■ **Exercise prompt**
Report each line below that contains the word "white", copying the line in full. Case counts.

■ **Input material**
[BEGIN]

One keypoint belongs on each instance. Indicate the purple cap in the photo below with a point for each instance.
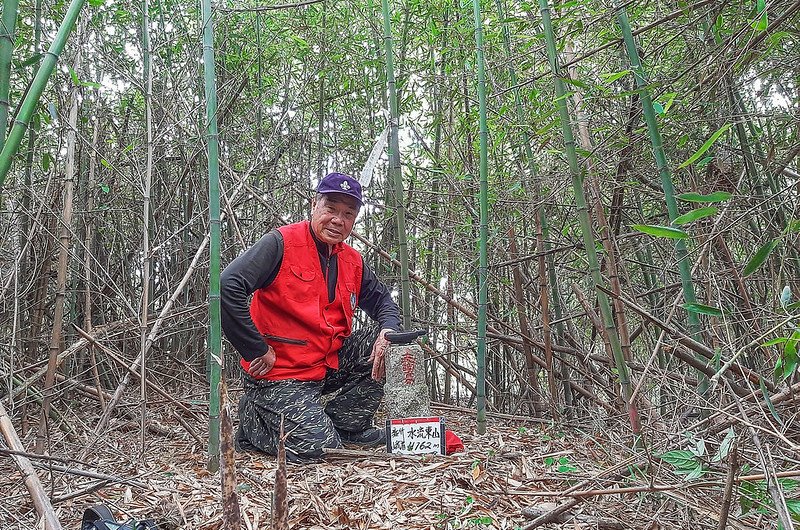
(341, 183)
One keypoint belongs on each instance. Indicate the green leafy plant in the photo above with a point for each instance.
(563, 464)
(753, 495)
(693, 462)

[END]
[BEGIN]

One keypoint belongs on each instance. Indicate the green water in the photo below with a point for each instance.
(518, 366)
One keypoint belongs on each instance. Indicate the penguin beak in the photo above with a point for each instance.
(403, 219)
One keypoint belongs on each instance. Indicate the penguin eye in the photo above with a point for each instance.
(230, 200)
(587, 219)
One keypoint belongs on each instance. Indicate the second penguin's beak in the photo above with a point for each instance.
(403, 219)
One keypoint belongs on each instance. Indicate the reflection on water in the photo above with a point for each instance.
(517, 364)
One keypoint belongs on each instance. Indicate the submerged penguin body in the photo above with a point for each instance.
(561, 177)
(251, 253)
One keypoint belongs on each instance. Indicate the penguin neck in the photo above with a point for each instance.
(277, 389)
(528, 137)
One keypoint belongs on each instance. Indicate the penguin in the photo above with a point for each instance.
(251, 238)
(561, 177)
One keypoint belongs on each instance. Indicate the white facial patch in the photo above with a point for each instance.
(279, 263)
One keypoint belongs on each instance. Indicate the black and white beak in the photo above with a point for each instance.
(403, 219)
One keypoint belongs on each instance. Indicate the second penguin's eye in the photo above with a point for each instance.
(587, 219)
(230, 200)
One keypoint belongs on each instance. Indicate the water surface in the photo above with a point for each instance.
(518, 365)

[END]
[BEGIN]

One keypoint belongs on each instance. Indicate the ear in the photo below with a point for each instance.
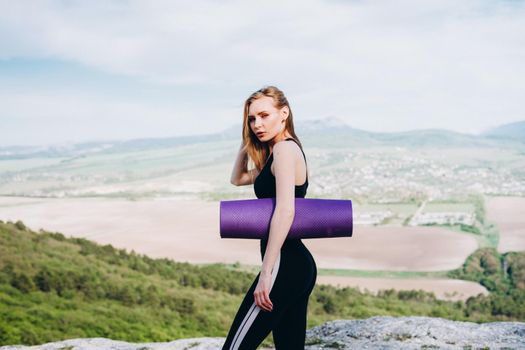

[END]

■ **Reply**
One keypoint belongs on each instance. Indicate the white facial patch in the photo above with a point for each instance.
One keypoint belongs on each instance. Indicate the black and white beak in the photo above with a point for each instance.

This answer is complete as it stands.